Your goal:
Your task is to copy the lines of the data below from the line holding "1777L329 1764L317 1744L291" through the line holding "box: [263, 1791, 464, 1910]", inclusive, exactly and with nothing added.

Data for analysis:
+===+

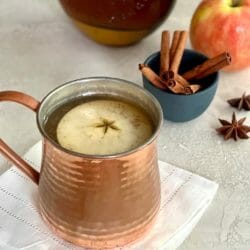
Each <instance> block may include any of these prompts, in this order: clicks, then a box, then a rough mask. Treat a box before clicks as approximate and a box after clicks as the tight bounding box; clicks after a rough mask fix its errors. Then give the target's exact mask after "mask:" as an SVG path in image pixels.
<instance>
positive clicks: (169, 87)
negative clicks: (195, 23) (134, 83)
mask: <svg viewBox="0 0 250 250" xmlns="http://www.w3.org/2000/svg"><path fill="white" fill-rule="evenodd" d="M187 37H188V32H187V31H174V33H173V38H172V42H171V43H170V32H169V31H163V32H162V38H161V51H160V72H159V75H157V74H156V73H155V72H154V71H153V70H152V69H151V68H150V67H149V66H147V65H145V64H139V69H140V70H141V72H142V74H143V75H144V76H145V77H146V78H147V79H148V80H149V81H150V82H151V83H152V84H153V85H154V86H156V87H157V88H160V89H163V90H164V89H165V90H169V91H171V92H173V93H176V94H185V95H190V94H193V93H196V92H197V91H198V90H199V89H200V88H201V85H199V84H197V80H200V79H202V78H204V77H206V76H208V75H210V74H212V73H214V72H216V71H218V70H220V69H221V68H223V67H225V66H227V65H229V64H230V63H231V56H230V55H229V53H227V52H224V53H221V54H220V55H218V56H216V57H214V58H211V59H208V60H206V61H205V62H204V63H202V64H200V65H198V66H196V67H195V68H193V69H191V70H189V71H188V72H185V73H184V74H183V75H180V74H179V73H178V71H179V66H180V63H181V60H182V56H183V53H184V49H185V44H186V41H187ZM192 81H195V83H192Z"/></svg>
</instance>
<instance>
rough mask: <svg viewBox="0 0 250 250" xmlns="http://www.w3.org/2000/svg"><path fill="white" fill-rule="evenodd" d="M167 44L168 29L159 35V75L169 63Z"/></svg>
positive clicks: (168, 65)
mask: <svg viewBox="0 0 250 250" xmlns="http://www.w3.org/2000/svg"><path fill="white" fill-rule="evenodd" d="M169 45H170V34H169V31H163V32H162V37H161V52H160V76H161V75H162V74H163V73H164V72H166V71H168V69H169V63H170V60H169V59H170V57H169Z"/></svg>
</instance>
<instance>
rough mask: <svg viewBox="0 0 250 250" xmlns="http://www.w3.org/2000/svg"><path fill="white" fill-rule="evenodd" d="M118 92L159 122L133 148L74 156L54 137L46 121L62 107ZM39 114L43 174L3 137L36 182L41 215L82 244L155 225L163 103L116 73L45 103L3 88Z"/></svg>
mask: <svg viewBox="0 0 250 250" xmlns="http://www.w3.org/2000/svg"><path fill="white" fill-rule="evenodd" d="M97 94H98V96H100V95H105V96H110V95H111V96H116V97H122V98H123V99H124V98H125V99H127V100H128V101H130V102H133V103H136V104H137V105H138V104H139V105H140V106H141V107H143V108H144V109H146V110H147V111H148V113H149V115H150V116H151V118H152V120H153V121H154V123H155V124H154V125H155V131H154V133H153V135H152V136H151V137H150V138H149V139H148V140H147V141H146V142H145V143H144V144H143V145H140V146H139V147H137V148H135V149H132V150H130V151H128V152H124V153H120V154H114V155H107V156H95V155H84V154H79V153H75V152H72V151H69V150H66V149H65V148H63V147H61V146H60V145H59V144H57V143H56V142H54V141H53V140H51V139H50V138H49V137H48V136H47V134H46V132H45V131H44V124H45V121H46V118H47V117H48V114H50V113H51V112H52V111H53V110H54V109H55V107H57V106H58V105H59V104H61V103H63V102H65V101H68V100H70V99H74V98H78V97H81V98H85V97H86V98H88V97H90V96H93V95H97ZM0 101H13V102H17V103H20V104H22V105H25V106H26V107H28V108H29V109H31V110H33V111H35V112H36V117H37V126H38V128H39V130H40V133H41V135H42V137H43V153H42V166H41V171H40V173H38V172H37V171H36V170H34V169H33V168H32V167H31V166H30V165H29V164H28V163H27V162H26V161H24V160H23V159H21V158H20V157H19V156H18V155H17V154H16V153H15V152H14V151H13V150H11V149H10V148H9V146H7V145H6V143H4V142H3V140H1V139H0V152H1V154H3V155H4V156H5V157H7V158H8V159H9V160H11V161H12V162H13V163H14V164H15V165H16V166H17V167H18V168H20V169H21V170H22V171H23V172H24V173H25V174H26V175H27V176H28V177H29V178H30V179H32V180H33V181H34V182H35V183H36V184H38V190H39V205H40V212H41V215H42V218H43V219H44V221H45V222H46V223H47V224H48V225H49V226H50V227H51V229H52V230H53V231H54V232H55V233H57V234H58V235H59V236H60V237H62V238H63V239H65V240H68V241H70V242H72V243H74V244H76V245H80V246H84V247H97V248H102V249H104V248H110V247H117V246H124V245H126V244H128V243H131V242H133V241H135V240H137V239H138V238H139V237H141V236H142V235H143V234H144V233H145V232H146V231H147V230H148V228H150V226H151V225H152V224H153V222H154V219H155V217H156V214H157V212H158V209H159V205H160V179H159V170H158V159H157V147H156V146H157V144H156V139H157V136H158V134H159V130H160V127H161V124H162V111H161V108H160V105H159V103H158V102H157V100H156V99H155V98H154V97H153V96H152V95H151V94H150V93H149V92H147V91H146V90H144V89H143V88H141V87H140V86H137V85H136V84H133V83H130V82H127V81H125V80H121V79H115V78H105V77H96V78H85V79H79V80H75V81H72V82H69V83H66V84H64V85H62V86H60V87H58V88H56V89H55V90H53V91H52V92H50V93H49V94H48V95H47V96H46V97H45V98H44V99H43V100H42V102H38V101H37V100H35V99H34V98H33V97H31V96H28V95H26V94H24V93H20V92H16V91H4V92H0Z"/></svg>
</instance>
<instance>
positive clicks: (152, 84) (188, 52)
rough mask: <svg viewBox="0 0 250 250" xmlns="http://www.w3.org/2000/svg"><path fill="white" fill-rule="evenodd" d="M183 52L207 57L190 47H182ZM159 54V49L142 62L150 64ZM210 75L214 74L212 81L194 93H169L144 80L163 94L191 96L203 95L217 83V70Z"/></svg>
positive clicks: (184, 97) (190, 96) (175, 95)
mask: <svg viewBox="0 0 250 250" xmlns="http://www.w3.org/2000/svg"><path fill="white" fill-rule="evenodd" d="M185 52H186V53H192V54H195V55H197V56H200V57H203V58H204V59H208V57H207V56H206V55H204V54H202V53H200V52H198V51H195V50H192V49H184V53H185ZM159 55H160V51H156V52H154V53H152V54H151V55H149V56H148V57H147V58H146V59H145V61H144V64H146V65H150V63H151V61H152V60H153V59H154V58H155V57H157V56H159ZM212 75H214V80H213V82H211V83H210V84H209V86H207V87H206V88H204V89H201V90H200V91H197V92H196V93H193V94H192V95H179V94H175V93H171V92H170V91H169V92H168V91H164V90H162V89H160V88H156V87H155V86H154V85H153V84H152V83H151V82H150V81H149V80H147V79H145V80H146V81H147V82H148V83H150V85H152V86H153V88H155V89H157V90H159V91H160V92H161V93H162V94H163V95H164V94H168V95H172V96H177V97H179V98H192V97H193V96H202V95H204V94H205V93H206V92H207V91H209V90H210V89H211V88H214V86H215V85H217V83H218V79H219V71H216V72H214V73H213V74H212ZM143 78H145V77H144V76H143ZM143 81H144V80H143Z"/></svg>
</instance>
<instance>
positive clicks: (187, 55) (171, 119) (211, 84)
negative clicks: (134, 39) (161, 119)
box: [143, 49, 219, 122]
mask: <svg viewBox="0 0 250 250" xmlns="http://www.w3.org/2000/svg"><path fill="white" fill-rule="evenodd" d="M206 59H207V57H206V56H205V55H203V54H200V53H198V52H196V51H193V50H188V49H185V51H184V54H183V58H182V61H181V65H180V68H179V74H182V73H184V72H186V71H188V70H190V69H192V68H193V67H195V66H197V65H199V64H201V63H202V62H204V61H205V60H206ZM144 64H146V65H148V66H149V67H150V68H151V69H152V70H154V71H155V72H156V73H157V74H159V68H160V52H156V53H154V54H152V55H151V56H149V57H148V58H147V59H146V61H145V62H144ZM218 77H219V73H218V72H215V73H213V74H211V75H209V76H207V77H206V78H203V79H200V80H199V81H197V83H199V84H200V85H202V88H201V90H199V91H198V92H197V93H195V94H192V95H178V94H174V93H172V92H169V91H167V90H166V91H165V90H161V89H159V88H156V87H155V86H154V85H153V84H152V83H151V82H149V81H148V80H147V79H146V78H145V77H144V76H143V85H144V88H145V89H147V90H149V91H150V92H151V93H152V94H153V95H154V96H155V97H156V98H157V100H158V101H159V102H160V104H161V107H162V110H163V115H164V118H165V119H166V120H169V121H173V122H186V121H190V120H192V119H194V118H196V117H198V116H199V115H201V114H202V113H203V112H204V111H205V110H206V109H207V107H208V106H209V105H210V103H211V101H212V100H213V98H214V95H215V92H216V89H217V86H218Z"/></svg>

+===+

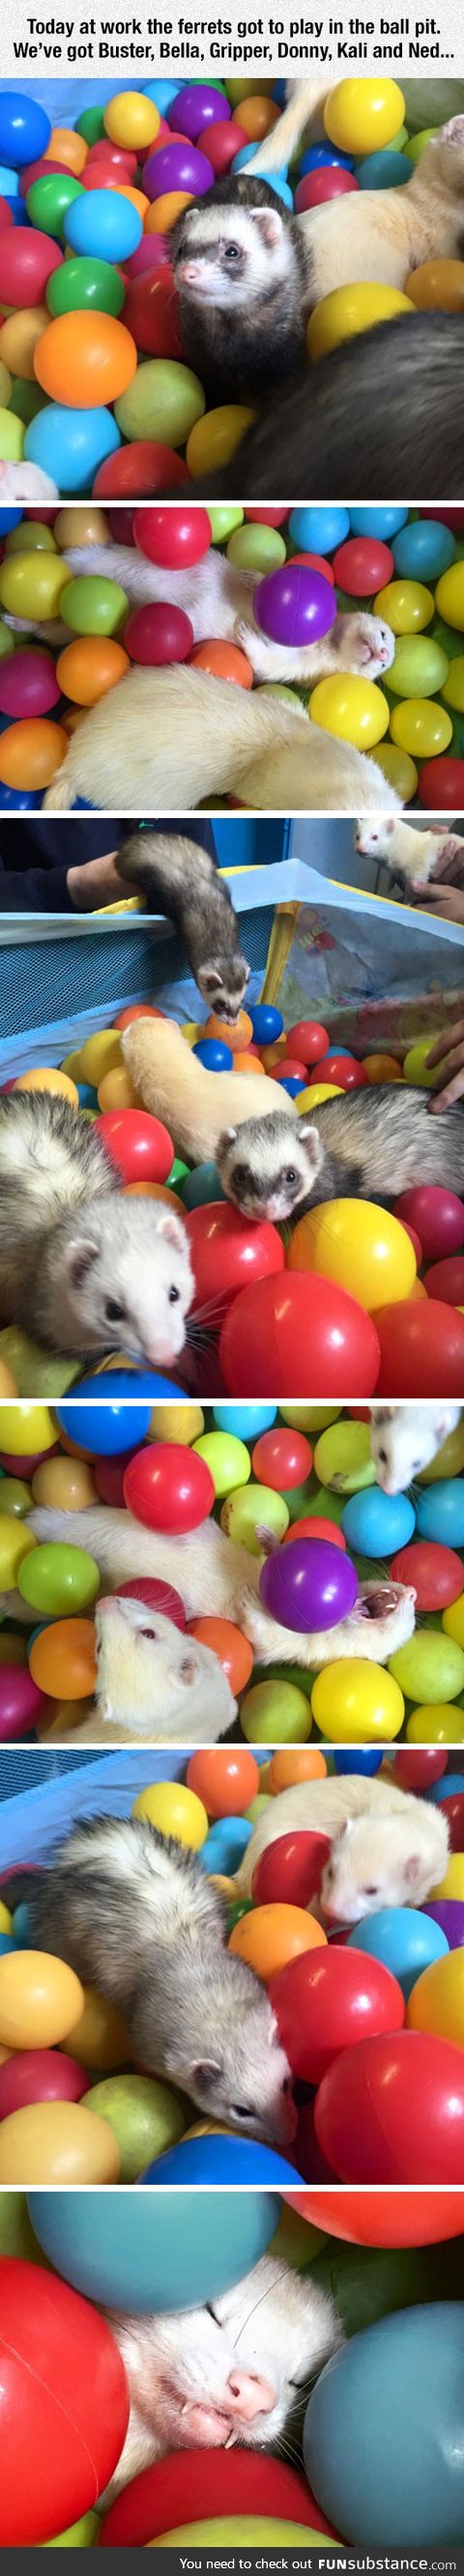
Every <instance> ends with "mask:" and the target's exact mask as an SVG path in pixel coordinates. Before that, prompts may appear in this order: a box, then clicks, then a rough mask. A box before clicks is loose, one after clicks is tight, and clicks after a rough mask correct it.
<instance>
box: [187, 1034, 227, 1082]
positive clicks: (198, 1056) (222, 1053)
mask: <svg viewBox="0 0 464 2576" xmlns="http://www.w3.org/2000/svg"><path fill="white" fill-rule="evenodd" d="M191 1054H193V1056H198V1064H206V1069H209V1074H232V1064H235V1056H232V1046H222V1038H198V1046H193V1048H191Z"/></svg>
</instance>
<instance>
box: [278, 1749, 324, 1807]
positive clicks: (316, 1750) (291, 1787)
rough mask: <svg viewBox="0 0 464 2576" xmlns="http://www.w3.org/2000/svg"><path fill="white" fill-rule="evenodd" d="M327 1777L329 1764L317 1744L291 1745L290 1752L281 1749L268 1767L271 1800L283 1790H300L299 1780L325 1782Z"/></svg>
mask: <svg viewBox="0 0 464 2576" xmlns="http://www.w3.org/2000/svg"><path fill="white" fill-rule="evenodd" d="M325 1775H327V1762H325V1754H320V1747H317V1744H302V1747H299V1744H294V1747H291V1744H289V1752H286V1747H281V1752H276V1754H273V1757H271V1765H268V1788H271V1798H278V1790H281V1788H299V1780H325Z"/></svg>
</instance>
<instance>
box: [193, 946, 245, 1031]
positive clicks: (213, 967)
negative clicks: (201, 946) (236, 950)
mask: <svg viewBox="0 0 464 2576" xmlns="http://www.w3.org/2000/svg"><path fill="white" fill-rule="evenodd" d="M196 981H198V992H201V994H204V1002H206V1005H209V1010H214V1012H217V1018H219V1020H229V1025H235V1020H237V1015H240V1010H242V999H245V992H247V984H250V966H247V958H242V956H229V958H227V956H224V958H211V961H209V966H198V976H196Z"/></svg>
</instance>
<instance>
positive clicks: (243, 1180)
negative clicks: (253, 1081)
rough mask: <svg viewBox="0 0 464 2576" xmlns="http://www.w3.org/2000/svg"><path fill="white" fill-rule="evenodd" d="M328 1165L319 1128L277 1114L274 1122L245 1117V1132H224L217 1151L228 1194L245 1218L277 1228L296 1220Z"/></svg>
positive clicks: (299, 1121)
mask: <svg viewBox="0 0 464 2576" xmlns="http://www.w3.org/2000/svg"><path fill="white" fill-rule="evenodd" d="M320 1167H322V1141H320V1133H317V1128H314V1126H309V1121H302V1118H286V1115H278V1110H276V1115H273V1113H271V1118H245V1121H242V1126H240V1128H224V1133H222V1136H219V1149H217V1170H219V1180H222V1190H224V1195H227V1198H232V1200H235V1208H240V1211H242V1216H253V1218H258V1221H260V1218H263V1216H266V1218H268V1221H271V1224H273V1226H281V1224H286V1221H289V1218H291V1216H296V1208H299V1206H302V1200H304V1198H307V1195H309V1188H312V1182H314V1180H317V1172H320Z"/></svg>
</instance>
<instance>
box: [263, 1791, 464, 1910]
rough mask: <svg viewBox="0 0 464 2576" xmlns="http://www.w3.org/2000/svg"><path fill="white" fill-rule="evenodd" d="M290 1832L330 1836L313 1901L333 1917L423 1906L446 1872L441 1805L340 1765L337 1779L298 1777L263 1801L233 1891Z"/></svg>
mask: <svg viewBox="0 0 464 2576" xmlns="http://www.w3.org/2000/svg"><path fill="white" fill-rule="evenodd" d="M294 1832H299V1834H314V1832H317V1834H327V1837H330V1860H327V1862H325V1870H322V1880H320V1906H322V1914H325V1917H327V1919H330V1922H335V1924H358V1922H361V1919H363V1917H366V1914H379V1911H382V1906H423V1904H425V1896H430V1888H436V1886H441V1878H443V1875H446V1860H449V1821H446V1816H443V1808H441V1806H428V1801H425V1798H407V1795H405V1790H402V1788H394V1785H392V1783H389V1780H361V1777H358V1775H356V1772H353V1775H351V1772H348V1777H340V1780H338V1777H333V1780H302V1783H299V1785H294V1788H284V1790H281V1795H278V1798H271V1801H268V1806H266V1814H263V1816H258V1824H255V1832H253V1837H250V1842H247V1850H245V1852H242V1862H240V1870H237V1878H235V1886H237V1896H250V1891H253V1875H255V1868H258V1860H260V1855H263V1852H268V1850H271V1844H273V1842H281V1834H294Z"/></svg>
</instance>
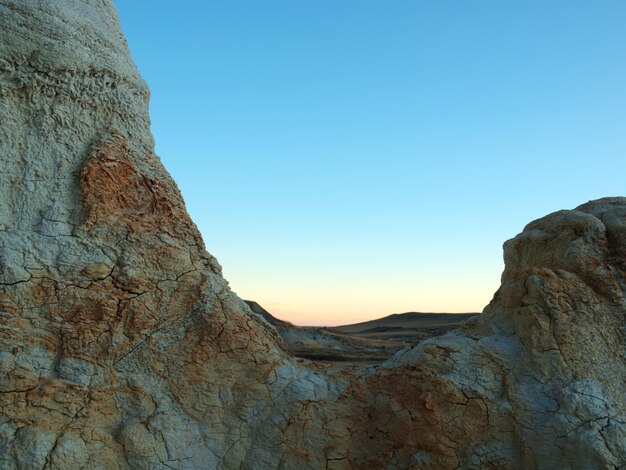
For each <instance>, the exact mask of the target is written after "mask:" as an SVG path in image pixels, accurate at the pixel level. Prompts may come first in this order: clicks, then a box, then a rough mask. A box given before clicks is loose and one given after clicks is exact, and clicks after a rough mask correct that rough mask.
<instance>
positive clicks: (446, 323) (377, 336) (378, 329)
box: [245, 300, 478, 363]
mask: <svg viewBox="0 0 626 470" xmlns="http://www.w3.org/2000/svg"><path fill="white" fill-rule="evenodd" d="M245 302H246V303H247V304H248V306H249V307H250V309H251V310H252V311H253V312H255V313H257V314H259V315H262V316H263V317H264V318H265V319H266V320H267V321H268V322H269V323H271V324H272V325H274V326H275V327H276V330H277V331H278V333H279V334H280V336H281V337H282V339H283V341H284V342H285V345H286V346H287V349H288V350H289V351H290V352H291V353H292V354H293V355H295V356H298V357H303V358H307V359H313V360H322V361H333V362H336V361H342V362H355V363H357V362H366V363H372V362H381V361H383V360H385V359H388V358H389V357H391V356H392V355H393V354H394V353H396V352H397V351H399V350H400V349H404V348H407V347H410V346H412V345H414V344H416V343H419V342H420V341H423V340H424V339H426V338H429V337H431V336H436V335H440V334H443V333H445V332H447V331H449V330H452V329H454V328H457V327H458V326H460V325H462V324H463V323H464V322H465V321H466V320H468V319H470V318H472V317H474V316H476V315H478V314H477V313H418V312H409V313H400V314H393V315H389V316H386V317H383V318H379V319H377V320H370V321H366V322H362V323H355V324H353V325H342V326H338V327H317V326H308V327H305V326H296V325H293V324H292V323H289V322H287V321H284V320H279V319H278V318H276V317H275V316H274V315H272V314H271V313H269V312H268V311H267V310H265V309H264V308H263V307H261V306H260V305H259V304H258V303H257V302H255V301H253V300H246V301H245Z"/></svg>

+===+

Final answer:
rough mask: <svg viewBox="0 0 464 2576" xmlns="http://www.w3.org/2000/svg"><path fill="white" fill-rule="evenodd" d="M327 1777L329 1764L317 1744L291 1745L290 1752L281 1749L268 1767L271 1800L283 1790H300L299 1780L325 1782Z"/></svg>
mask: <svg viewBox="0 0 464 2576" xmlns="http://www.w3.org/2000/svg"><path fill="white" fill-rule="evenodd" d="M325 1775H327V1762H325V1754H320V1747H317V1744H302V1747H299V1744H294V1747H291V1744H289V1752H286V1747H281V1752H276V1754H273V1757H271V1765H268V1788H271V1798H278V1790H281V1788H299V1780H325Z"/></svg>
</instance>
<instance>
box: [193, 946, 245, 1031]
positive clicks: (213, 967)
negative clicks: (201, 946) (236, 950)
mask: <svg viewBox="0 0 464 2576" xmlns="http://www.w3.org/2000/svg"><path fill="white" fill-rule="evenodd" d="M196 981H198V992H201V994H204V1002H206V1005H209V1010H214V1012H217V1018H219V1020H229V1025H235V1020H237V1015H240V1010H242V999H245V992H247V984H250V966H247V958H242V956H229V958H227V956H224V958H211V961H209V966H198V976H196Z"/></svg>
</instance>
<instance>
positive clicks: (243, 1180)
negative clicks: (253, 1081)
rough mask: <svg viewBox="0 0 464 2576" xmlns="http://www.w3.org/2000/svg"><path fill="white" fill-rule="evenodd" d="M328 1165L319 1128L277 1114L274 1122L245 1117V1132H224L217 1151L228 1194L245 1218L277 1228L296 1220Z"/></svg>
positive clicks: (299, 1121)
mask: <svg viewBox="0 0 464 2576" xmlns="http://www.w3.org/2000/svg"><path fill="white" fill-rule="evenodd" d="M320 1167H322V1141H320V1133H317V1128H314V1126H309V1121H302V1118H286V1115H278V1110H276V1115H273V1113H271V1118H245V1121H242V1126H240V1128H224V1133H222V1136H219V1149H217V1170H219V1180H222V1190H224V1195H227V1198H232V1200H235V1208H240V1211H242V1216H253V1218H258V1221H260V1218H263V1216H266V1218H268V1221H271V1224H273V1226H281V1224H286V1221H289V1218H291V1216H296V1208H299V1206H302V1200H304V1198H307V1195H309V1188H312V1182H314V1180H317V1172H320Z"/></svg>
</instance>
<instance>
box: [263, 1791, 464, 1910]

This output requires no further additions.